***** Exercise material *****

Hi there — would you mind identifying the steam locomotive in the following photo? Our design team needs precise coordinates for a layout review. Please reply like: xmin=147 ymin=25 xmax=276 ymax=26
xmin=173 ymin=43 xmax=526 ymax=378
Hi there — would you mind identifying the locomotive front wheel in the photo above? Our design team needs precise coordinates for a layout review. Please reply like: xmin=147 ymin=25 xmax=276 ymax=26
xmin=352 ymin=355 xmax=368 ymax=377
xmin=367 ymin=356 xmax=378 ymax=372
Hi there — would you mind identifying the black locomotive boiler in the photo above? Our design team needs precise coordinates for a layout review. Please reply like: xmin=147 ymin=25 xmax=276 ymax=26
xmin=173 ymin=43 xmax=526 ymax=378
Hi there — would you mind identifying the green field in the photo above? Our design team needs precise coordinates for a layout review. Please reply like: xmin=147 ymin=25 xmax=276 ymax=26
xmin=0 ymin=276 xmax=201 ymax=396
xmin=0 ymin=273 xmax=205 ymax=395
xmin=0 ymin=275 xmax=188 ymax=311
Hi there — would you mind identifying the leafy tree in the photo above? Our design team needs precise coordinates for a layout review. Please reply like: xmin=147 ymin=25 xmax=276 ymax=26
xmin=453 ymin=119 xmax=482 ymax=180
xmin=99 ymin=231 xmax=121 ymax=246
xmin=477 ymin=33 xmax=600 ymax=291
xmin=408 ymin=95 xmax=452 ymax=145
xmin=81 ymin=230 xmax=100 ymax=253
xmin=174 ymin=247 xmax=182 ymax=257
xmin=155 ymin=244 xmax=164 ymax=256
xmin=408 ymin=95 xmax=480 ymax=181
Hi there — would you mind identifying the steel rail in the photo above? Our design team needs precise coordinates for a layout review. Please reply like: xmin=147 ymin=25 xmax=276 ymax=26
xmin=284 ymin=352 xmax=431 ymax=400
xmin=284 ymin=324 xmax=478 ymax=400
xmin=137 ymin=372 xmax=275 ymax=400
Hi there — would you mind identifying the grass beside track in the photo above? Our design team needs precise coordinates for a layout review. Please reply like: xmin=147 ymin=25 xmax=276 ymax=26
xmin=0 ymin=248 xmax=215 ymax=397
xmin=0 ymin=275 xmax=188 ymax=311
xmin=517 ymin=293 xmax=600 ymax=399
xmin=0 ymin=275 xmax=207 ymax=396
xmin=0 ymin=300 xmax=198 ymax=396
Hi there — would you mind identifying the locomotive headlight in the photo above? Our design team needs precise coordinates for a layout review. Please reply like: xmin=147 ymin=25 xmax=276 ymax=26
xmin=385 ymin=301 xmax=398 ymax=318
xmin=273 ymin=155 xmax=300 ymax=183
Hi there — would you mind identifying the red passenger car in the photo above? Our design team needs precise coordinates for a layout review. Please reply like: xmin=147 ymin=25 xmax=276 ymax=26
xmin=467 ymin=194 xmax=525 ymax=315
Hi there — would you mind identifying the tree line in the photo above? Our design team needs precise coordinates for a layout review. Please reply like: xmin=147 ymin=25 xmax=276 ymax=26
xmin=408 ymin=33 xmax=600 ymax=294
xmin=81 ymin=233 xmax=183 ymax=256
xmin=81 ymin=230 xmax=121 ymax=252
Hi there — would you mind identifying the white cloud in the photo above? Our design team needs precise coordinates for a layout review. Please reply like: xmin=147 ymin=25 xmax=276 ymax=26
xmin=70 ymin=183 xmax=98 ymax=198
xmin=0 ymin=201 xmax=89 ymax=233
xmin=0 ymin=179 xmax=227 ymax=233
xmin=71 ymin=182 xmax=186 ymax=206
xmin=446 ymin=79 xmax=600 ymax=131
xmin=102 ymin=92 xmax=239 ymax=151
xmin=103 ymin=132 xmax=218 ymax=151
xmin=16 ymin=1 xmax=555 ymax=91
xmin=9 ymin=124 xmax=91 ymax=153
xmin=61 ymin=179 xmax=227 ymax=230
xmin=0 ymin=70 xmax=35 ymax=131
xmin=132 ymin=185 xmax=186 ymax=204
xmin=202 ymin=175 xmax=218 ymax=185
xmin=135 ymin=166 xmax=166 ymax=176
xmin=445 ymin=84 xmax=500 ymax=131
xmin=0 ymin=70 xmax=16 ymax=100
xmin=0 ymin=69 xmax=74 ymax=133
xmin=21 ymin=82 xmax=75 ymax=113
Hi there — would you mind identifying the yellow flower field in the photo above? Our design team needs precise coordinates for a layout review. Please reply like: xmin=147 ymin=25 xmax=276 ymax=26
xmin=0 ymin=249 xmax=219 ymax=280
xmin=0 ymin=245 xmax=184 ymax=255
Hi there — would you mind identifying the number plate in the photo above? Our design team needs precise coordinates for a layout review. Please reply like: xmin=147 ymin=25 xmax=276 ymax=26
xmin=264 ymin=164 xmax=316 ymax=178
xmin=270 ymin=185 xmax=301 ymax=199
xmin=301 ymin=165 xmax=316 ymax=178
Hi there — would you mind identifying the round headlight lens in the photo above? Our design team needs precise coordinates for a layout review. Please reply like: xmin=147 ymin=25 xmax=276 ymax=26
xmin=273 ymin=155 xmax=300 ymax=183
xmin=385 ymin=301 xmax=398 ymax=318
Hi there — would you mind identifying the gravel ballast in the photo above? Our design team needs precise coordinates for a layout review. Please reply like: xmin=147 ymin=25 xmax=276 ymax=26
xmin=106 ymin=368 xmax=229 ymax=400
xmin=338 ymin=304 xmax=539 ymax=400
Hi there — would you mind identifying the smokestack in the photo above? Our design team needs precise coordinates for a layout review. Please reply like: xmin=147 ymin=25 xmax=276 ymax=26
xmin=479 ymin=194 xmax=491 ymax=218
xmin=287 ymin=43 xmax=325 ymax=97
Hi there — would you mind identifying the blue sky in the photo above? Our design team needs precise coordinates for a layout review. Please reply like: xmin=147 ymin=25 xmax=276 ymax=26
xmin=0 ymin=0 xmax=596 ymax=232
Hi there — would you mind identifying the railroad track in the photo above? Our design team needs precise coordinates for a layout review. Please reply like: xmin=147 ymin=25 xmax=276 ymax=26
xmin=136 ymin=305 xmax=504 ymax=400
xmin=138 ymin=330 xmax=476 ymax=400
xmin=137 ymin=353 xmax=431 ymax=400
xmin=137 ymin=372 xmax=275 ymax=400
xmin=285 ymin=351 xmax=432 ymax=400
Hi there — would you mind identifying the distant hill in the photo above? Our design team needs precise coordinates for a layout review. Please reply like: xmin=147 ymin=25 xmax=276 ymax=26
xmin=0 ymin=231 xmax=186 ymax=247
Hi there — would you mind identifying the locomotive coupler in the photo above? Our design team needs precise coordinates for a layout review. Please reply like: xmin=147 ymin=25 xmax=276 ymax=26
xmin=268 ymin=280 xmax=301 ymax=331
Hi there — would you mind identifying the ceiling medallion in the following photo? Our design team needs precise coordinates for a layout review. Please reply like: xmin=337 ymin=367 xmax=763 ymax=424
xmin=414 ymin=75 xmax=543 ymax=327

*****

→ What the exercise asks
Retype every line of the listing exactly as it appears.

→ Answer to the exercise
Hi there — would you mind identifying the steam locomotive in the following photo? Our design team needs precise coordinates for a layout review. Please reply like: xmin=147 ymin=25 xmax=276 ymax=26
xmin=173 ymin=43 xmax=526 ymax=378
Hi there — would you mind identifying the locomotive front wheel in the photo above? Our design team needs precise coordinates for a layout review. Please reply like: xmin=147 ymin=25 xmax=276 ymax=26
xmin=352 ymin=355 xmax=368 ymax=377
xmin=367 ymin=356 xmax=378 ymax=372
Hi there — would you mind identifying the black locomotive boiler in the photo above? Our design team needs precise coordinates for a layout review. Please reply like: xmin=147 ymin=25 xmax=276 ymax=26
xmin=173 ymin=43 xmax=526 ymax=378
Hi there — would you mind identifying the green field in the photo above? Our design team needs precise coordinates for a layout review. Please reply like: xmin=147 ymin=25 xmax=276 ymax=26
xmin=0 ymin=276 xmax=201 ymax=396
xmin=0 ymin=273 xmax=205 ymax=395
xmin=0 ymin=275 xmax=188 ymax=311
Hi there — would you mind identifying the leafy tree in the photo above? Our design team needs precise coordinates for a layout review. Please reply like: xmin=147 ymin=25 xmax=276 ymax=26
xmin=453 ymin=119 xmax=482 ymax=180
xmin=99 ymin=231 xmax=121 ymax=246
xmin=477 ymin=33 xmax=600 ymax=291
xmin=408 ymin=95 xmax=452 ymax=145
xmin=81 ymin=230 xmax=100 ymax=253
xmin=174 ymin=247 xmax=182 ymax=257
xmin=155 ymin=244 xmax=164 ymax=256
xmin=408 ymin=95 xmax=480 ymax=181
Hi there — would you mind identifying the steel rail in the photo above? Our design team needs precise coordinates for a layout review. Please reply like: xmin=147 ymin=25 xmax=276 ymax=26
xmin=284 ymin=352 xmax=431 ymax=400
xmin=284 ymin=324 xmax=478 ymax=400
xmin=137 ymin=372 xmax=275 ymax=400
Hi there — would you mind identifying the grass beside track in the photo above? Our design team needs precise coordinates for a layout review. Please reply like: xmin=147 ymin=25 xmax=276 ymax=26
xmin=0 ymin=248 xmax=215 ymax=397
xmin=0 ymin=275 xmax=188 ymax=311
xmin=517 ymin=293 xmax=600 ymax=399
xmin=0 ymin=275 xmax=207 ymax=396
xmin=0 ymin=300 xmax=198 ymax=396
Hi there — would you mind identifying the locomotive headlight in the photo above? Our design team needs precise coordinates for a layout review. Please reply like: xmin=147 ymin=25 xmax=276 ymax=26
xmin=385 ymin=301 xmax=398 ymax=318
xmin=273 ymin=155 xmax=300 ymax=183
Hi there — would you mind identifying the red passenger car in the photo above? Our design team needs precise coordinates for a layout review. Please reply like: xmin=147 ymin=25 xmax=276 ymax=26
xmin=467 ymin=194 xmax=525 ymax=315
Hi there — would you mind identifying the tree line in the photo above? Our design team needs precise coordinates for a layout review. Please reply like: xmin=147 ymin=25 xmax=276 ymax=26
xmin=408 ymin=33 xmax=600 ymax=294
xmin=81 ymin=233 xmax=183 ymax=256
xmin=81 ymin=230 xmax=121 ymax=252
Hi there — would you mind identifying the white cloud in the photo above? Our design team needs precise coordinates for a layout review. Please reply like: xmin=147 ymin=25 xmax=276 ymax=26
xmin=70 ymin=183 xmax=98 ymax=198
xmin=0 ymin=201 xmax=89 ymax=233
xmin=0 ymin=179 xmax=227 ymax=233
xmin=71 ymin=182 xmax=186 ymax=206
xmin=446 ymin=79 xmax=600 ymax=131
xmin=102 ymin=92 xmax=239 ymax=151
xmin=103 ymin=132 xmax=218 ymax=151
xmin=16 ymin=1 xmax=555 ymax=91
xmin=9 ymin=124 xmax=91 ymax=153
xmin=61 ymin=179 xmax=227 ymax=230
xmin=0 ymin=70 xmax=35 ymax=131
xmin=132 ymin=185 xmax=186 ymax=204
xmin=202 ymin=175 xmax=218 ymax=185
xmin=135 ymin=166 xmax=166 ymax=176
xmin=445 ymin=84 xmax=500 ymax=131
xmin=0 ymin=70 xmax=16 ymax=100
xmin=0 ymin=69 xmax=74 ymax=133
xmin=21 ymin=82 xmax=75 ymax=113
Hi there — would you mind identifying the yellow flower field in the photo above? Our design team needs precise coordinates for a layout review. Please reply like: xmin=147 ymin=25 xmax=276 ymax=26
xmin=0 ymin=249 xmax=219 ymax=280
xmin=0 ymin=245 xmax=184 ymax=255
Hi there — would you mind identifying the number plate in the photo above? Our design team needs precise coordinates for a layout review. Please reply like: xmin=147 ymin=25 xmax=276 ymax=26
xmin=264 ymin=164 xmax=316 ymax=178
xmin=270 ymin=185 xmax=301 ymax=199
xmin=301 ymin=165 xmax=316 ymax=178
Hi there — would you mind identifying the round headlight lens in the photo above? Our design team needs precise coordinates for a layout review. Please reply like: xmin=147 ymin=25 xmax=276 ymax=26
xmin=273 ymin=155 xmax=300 ymax=183
xmin=385 ymin=301 xmax=398 ymax=318
Hi there — would you mind identifying the gravel ballast in the photo above? Our design team needs precise coordinates for a layout review. Please reply like: xmin=147 ymin=25 xmax=276 ymax=26
xmin=106 ymin=368 xmax=229 ymax=400
xmin=338 ymin=304 xmax=539 ymax=400
Hi there — would you mind identifying the smokestack in the photo above? Our design team needs precise coordinates for a layout review. Please reply like: xmin=147 ymin=25 xmax=276 ymax=26
xmin=479 ymin=194 xmax=491 ymax=218
xmin=287 ymin=43 xmax=325 ymax=97
Hi there — would you mind identifying the blue sky in the photo above? Our design team needs precise coordinates for a layout review. Please reply like: xmin=147 ymin=25 xmax=276 ymax=26
xmin=0 ymin=0 xmax=596 ymax=232
Hi there — would you mind identifying the railroad track in the photo above? Our design team needs precise coordinates for a layout review. Please reply like: xmin=147 ymin=25 xmax=276 ymax=26
xmin=136 ymin=305 xmax=504 ymax=400
xmin=138 ymin=330 xmax=476 ymax=400
xmin=137 ymin=353 xmax=431 ymax=400
xmin=137 ymin=372 xmax=275 ymax=400
xmin=285 ymin=351 xmax=432 ymax=400
Hi there — would you mind identifying the distant hill in the photo above? Our design team needs precise coordinates for a layout review. Please reply like: xmin=147 ymin=25 xmax=276 ymax=26
xmin=0 ymin=231 xmax=186 ymax=247
Hi there — would you mind identifying the locomotive coupler in the photo above? Our design team needs precise coordinates for a layout review. Please reply like: xmin=147 ymin=25 xmax=276 ymax=26
xmin=268 ymin=280 xmax=301 ymax=331
Hi there — would you mind identifying the ceiling medallion in the following photo? Our design team needs precise coordinates for a layout review. Please reply like: xmin=337 ymin=367 xmax=763 ymax=424
xmin=414 ymin=75 xmax=543 ymax=327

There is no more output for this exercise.